A century on the land: Area farms recognized by the state

8/1/2001
BY JANE SCHMUCKER
BLADE BUSINESS WRITER
  • A-century-on-the-land-Area-farms-recognized-by-the-state

    Paul Sudermeier's Sun Web farm in Wood County was tilled by his great-grandfather.

    Blade

  • The Bridenbaugh farm near Pandora in Putnam County and the Sundermeier family's Sun Web Farm seven miles south of Perrysburg - started on land purchased for $20 an acre in 1896 - will be recognized next week as Outstanding Century Farms.

    The century recognition program, started in 1993, annually honors two farms in each quadrant of the state that are at least 100 years old and have preserved and recorded much of their past.

    It is coordinated by the Ohio Department of Agriculture, Ohio's Country Journal tabloid, and the Ohio Historical Society.

Given instruction 1 »
In the article on century farms, what year did the century recognition program begin?
Given instruction 2 »
Please continue the article on century farms, starting after its final sentence.
This listing is unrelated to the article on century farms.

(Records from a point labeling set)
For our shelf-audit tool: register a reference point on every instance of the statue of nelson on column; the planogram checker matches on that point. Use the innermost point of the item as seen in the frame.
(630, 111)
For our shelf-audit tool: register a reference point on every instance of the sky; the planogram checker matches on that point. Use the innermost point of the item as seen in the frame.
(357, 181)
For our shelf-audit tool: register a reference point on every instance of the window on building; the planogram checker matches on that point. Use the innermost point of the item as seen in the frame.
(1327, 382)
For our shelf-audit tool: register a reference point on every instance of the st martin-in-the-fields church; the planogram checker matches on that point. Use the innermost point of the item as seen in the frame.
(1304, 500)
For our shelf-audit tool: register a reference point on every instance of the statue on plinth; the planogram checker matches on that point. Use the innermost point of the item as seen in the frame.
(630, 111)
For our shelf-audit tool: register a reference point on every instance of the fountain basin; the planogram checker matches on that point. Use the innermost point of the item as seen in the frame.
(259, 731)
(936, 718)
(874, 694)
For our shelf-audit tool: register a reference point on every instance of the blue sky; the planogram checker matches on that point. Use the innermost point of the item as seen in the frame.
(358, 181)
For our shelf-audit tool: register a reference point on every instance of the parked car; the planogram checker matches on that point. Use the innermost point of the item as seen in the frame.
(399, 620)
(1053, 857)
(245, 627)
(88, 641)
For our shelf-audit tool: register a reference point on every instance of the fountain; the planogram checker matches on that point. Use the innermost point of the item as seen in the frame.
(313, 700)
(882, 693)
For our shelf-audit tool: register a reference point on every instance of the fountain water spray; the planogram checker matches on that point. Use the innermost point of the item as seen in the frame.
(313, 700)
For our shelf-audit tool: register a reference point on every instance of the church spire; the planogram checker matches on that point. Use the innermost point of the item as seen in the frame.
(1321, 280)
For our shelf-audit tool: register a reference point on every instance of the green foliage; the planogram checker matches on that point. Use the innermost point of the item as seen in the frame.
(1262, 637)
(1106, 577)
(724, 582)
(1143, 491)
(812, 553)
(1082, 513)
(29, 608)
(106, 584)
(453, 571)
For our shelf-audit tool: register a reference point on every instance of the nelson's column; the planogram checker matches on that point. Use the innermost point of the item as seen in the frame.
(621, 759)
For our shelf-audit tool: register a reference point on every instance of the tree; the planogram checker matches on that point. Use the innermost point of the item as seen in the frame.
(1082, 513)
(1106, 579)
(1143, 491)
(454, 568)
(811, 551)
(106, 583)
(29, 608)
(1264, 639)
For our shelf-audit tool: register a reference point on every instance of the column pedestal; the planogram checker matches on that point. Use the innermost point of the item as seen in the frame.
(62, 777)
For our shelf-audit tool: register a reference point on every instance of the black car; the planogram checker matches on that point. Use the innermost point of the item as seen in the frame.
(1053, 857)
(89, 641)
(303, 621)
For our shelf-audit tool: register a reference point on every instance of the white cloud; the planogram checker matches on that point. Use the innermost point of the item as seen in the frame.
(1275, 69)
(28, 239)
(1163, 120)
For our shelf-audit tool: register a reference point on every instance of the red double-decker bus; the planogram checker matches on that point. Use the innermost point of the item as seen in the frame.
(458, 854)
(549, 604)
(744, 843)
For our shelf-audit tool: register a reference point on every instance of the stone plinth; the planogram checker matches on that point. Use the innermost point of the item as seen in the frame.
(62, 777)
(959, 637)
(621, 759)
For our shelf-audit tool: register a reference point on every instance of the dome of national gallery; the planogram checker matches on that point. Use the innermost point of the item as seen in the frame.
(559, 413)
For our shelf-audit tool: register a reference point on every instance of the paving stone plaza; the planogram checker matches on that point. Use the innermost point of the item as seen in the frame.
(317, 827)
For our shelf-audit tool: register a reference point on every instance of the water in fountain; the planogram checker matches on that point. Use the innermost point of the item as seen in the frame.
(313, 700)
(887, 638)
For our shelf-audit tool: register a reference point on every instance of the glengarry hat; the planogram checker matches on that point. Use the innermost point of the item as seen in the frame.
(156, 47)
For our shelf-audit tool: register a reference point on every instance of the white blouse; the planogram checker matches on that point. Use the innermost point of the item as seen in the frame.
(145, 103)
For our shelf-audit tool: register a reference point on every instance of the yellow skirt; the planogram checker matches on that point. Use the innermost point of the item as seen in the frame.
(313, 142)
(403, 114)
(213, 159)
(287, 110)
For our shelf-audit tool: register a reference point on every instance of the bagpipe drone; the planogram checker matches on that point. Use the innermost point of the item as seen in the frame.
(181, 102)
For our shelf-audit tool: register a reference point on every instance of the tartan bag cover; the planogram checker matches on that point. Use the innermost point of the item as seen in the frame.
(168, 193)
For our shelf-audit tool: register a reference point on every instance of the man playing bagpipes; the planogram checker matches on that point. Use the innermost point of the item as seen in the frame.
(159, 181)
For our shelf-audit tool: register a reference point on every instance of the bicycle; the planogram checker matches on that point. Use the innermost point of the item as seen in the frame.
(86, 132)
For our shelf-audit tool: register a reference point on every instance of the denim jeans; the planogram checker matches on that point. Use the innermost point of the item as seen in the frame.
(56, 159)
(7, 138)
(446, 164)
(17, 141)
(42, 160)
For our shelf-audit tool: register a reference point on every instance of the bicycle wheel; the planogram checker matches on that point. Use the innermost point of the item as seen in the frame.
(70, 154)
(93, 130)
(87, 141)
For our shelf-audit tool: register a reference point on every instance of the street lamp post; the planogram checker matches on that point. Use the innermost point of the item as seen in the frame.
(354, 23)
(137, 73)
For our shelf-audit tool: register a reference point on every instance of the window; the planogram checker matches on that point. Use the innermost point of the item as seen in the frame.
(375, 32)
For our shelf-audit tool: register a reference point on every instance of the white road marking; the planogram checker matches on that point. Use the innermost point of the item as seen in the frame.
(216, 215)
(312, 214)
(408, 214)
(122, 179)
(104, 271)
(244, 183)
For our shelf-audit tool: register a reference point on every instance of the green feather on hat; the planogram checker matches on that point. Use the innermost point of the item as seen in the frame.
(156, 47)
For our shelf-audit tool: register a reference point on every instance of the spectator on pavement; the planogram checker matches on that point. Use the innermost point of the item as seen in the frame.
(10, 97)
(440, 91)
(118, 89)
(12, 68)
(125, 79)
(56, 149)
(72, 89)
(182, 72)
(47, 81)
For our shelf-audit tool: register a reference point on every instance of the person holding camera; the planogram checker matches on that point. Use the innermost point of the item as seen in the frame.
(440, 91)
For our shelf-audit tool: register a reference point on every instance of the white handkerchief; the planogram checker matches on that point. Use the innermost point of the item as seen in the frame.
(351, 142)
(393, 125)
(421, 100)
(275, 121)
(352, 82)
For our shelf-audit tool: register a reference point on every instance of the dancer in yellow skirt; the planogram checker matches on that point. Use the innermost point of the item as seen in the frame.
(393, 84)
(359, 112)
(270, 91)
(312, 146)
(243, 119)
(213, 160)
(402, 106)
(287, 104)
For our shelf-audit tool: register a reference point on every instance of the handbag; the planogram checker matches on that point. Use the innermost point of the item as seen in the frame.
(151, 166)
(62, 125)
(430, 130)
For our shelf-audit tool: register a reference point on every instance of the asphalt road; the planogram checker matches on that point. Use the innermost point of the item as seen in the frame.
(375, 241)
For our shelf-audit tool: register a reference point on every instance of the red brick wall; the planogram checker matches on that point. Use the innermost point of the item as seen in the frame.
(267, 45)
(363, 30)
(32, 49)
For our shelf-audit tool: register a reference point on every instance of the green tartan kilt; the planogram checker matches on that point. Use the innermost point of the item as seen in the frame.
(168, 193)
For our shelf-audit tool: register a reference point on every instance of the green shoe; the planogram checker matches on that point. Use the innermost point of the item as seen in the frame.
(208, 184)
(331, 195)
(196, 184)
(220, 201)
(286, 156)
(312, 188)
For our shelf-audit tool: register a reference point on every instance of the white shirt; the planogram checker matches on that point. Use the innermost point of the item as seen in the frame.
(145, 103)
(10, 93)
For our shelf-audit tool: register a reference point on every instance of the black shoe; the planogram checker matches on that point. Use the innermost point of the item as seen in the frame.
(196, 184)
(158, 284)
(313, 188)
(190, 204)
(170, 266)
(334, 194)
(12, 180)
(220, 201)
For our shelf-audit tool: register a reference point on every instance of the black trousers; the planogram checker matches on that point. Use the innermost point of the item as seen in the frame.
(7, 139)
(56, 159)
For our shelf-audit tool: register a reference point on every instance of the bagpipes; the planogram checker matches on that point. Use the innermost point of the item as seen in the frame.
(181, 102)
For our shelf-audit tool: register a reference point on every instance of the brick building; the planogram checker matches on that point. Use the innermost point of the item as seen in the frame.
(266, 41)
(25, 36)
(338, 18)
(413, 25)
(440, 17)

Expected output 1 »
1993

Expected output 2 »
    The Bridenbaugh farm, with its Victorian brick house that Michael built in 1877 and its red barns, is a landmark in its tiny community, which has a pre-Civil War cemetery and well-preserved one-room school.

    Daryl, left, and Dale Bridenbaugh grew up in the farm house behind them. Daryl lives there now, Dale down the road.
    Daryl, left, and Dale Bridenbaugh grew up in the farm house behind them. Daryl lives there now, Dale down the road.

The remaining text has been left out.